**Data in this exercise**:
⟨
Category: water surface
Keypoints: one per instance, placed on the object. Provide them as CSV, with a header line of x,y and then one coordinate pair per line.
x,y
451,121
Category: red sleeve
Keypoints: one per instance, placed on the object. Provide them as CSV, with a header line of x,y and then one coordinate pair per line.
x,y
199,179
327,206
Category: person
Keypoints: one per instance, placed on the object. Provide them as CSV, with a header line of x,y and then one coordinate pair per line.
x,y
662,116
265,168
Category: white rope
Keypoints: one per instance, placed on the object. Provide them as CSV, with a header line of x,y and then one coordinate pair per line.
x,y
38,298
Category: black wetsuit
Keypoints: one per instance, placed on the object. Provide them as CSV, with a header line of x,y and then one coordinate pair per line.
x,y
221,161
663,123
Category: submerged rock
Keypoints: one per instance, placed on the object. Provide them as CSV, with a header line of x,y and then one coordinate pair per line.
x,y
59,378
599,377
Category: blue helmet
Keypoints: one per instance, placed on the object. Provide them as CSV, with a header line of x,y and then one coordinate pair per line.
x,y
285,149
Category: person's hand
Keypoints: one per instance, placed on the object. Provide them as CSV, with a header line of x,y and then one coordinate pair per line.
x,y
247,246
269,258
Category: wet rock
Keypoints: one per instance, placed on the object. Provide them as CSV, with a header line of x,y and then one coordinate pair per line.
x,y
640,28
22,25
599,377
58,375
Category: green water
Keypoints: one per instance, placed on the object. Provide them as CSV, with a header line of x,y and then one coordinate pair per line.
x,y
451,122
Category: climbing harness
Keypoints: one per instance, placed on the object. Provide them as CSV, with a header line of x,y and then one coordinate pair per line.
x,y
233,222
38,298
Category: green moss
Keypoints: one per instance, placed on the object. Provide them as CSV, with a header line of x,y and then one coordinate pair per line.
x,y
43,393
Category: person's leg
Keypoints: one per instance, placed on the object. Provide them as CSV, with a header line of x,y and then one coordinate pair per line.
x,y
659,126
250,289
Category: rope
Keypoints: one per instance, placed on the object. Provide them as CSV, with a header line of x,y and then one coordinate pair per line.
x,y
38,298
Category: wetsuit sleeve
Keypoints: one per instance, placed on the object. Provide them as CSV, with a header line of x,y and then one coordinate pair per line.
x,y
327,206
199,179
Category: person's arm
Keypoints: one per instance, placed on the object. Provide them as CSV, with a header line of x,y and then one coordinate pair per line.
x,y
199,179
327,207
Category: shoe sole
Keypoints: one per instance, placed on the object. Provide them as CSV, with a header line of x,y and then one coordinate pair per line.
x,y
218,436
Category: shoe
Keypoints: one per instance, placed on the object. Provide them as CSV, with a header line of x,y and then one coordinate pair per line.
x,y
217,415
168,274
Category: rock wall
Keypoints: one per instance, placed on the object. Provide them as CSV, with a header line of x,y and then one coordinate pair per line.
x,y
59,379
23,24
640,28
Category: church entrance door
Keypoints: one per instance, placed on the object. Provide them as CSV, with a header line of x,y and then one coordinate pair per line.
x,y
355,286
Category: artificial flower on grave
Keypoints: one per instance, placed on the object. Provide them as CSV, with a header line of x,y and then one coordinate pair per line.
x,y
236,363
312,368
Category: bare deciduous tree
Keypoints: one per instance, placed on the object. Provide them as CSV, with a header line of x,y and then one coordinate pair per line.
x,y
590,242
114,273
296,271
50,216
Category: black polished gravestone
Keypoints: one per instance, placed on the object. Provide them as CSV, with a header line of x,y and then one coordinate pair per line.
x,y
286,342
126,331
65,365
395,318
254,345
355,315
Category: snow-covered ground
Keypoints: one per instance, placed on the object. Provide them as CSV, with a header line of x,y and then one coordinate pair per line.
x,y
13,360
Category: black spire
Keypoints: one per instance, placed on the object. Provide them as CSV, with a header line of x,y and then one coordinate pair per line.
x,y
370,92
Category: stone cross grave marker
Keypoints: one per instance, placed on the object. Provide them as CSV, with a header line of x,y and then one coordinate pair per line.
⟩
⟨
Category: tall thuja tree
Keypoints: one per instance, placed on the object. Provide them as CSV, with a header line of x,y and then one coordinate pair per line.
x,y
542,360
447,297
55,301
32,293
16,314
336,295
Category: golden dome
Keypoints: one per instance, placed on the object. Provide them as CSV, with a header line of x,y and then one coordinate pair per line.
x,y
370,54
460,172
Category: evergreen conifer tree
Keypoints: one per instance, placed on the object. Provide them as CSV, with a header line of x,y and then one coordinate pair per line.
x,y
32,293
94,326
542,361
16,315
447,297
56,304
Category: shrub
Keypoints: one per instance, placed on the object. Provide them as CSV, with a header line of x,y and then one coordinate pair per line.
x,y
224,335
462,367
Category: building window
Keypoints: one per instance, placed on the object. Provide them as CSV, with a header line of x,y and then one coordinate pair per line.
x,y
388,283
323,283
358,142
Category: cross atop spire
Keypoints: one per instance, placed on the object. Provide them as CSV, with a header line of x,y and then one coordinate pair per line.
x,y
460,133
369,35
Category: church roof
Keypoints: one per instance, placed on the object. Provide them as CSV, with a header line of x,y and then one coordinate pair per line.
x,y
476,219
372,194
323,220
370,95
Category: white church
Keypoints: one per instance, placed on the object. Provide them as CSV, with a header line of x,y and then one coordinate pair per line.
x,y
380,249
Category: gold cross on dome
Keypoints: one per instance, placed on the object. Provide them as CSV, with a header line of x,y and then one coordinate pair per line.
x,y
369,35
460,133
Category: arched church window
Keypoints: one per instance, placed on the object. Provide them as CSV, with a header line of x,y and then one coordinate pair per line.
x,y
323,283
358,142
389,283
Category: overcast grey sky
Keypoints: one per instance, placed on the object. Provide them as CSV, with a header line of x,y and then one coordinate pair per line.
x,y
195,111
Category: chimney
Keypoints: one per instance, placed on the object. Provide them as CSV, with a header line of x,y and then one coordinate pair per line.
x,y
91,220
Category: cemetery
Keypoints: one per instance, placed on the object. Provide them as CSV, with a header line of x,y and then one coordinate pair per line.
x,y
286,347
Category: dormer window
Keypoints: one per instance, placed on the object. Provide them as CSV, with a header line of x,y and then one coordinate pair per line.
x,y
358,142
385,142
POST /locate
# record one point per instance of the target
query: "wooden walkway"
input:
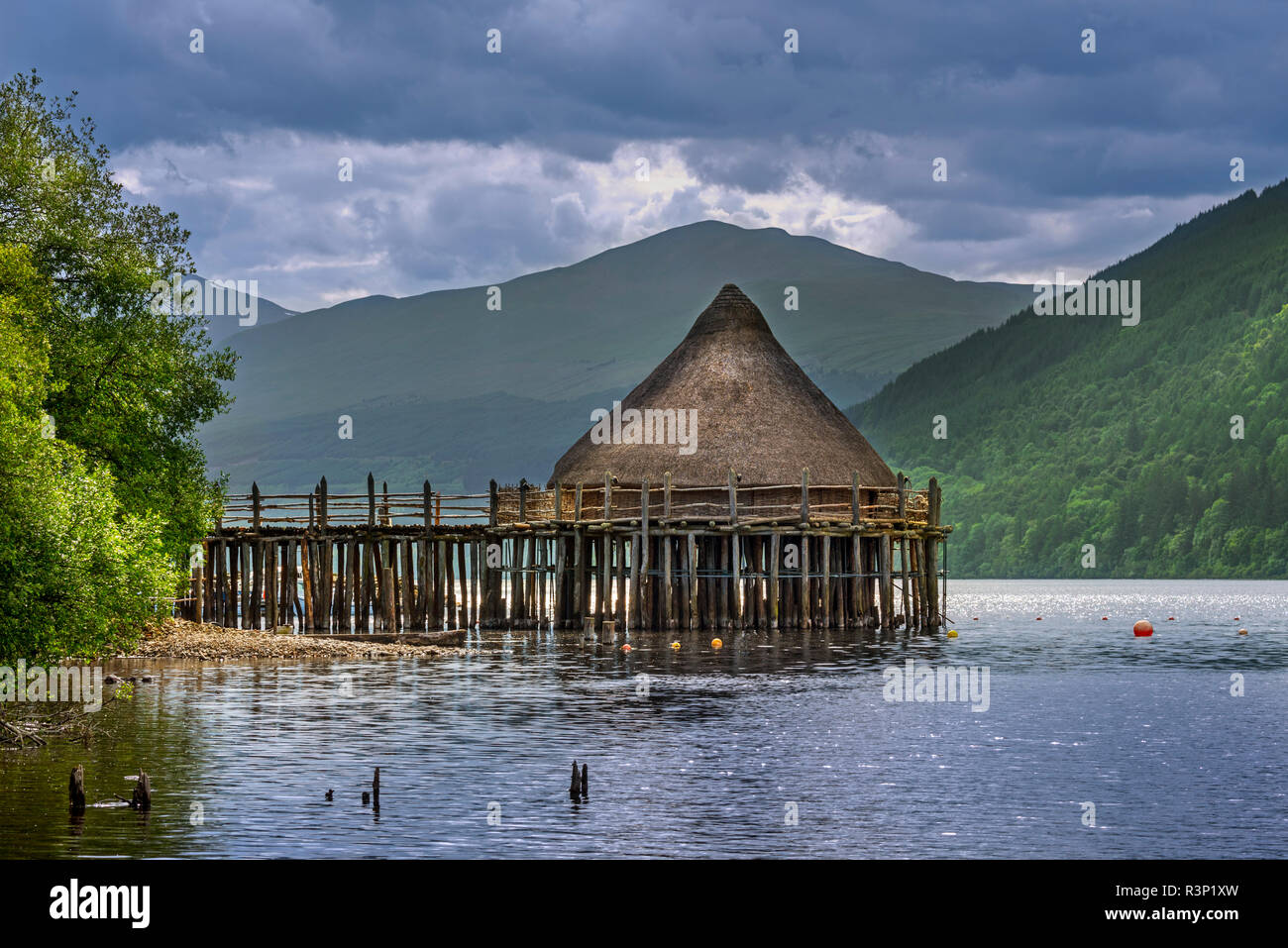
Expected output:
⟩
**Work order**: Print exactly the lines above from the one with "Category: water surface" to the one with "Category: red sleeve", including both.

**Finished task**:
Category: water surface
Keypoints: one per instance, placed on the object. Provide them as CSV, with a header line of x,y and then one coordinate pair per line.
x,y
451,121
Category: red sleeve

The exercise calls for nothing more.